- [TO DO]:
Resume the biography of Margaret Avis and her drawings of Preston Manor below, continuing from its last sentence.

- [GIVEN PASSAGE]:
********

This biography is shared with permission from Brighton & Hove Museums.
Born: 1900 (circa), United Kingdom
Died: After 1979
Country most active: United Kingdom
Also known as: NA
During the summer of 1979 Preston Manor’s curator Mr David Beevers corresponded with a Mrs Margaret Avis living in Surrey who remembered the house before it became a museum in 1933.
Mrs Avis’s letters are packed with valuable historical fact, but even better, she illustrated her letters with cartoon-like drawings. This proves the importance of drawing to memory and speaks much of the character of Mrs. Avis who I can’t help but like enormously.
Mrs Avis had family connections with Preston Manor when it was a private house belonging to the Stanford family. Four generations of her family worked there, beginning with her great-great grandfather Thomas Gorringe who was a gardener. Her grandmother, also called Margaret, was employed as a domestic worker inside the house.
Dear Old Nurse
Mrs Avis quotes Ellen Thomas-Stanford who told her, “your granny Margaret, Dear Old Nurse, was nurse to my sisters, the twins.” The twins were Diana and Lily Macdonald, Ellen’s half-sisters who were born in 1866. I don’t know the age of Mrs Avis in 1979, but she writes, “I lived in Loder Road in 1916” and “in 1924 I was nurse to two little girls in Lauriston Road,” so I am guessing her date of birth to be around 1900.
Mrs Avis flies over Preston Manor
This first picture works like an aerial view looking down onto the north façade of Preston Manor and, like all her illustrations, is drawn from memory. Much of its value is in showing the position and style of two buildings that were demolished in the 1930s; the Manor’s gatehouse lodge and butler’s cottage. They are shown on either side of the iron gates that remain today. The gates were the original entrance opening to a “gravel drive to Manor.” Mrs Avis draws a car and a van on the turning circle showing its vehicular use and marks the circular “grass lawn, mounting block and stone steps” to the house. The position of trees and paths are clearly recorded, as is a “high wall with broken glass on top to stop burglars.”

********

- [RECORDS SHOWN]:
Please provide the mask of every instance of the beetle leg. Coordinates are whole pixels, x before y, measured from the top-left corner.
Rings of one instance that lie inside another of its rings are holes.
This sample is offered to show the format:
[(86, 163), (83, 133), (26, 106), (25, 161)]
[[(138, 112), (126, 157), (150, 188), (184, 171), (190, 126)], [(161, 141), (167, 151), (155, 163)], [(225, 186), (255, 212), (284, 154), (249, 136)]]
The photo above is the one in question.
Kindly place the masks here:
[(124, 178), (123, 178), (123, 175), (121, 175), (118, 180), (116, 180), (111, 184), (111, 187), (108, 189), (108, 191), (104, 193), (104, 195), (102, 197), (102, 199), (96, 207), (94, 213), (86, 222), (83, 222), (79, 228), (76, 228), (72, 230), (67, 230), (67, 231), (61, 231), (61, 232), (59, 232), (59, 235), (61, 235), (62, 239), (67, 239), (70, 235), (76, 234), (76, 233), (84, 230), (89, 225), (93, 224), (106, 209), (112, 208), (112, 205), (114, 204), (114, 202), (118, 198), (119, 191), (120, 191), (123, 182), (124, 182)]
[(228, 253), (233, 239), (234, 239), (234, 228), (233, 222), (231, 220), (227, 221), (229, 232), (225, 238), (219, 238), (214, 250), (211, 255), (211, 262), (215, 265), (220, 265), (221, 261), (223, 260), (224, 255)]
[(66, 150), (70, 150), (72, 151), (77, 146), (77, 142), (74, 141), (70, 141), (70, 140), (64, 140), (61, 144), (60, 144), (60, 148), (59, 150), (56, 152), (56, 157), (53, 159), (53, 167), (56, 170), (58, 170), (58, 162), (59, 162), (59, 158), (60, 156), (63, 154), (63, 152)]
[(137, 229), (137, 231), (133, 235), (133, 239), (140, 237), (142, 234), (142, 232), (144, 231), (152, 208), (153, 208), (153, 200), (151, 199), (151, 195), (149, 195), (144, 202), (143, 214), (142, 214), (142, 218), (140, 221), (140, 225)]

********

- [RESPONSE]:
Looking down onto Preston Village
In this picture Mrs Avis takes us further afield and we are flying above Preston Manor looking down in a westerly direction. To the left, the hilly green slope of what became the municipal Rock Gardens in 1935, a wildly drawn place with crazy-looking trees crossed by “winding path to railway line and Brighton” and bordered by a countrified “hawthorn hedge and blackberry brambles”. At the top the “rookery nest”.
In fact, an alternative name for the Rock Gardens is The Rookery named after a mansion house nearby called The Rookery, now demolished.
Above the Rookery or Rockery is the “railway line from Brighton to London” where the life of a busy rail line is depicted showing a steam train puffing smoke, its cabin and driver, train door, guard’s van, Preston Park Station and Booking Office and the subway to Claremont Road. The line is protected by a “five feet high wooden fence”. I can almost smell the coal and steam so immersed am I in the vintage world Mrs Avis depicts. I like too the quizzical expression on “cows grazing in the fields belonging to a farmer who lived in Rose Cottage Farm” and the “horses grazing in Fellingham’s field”.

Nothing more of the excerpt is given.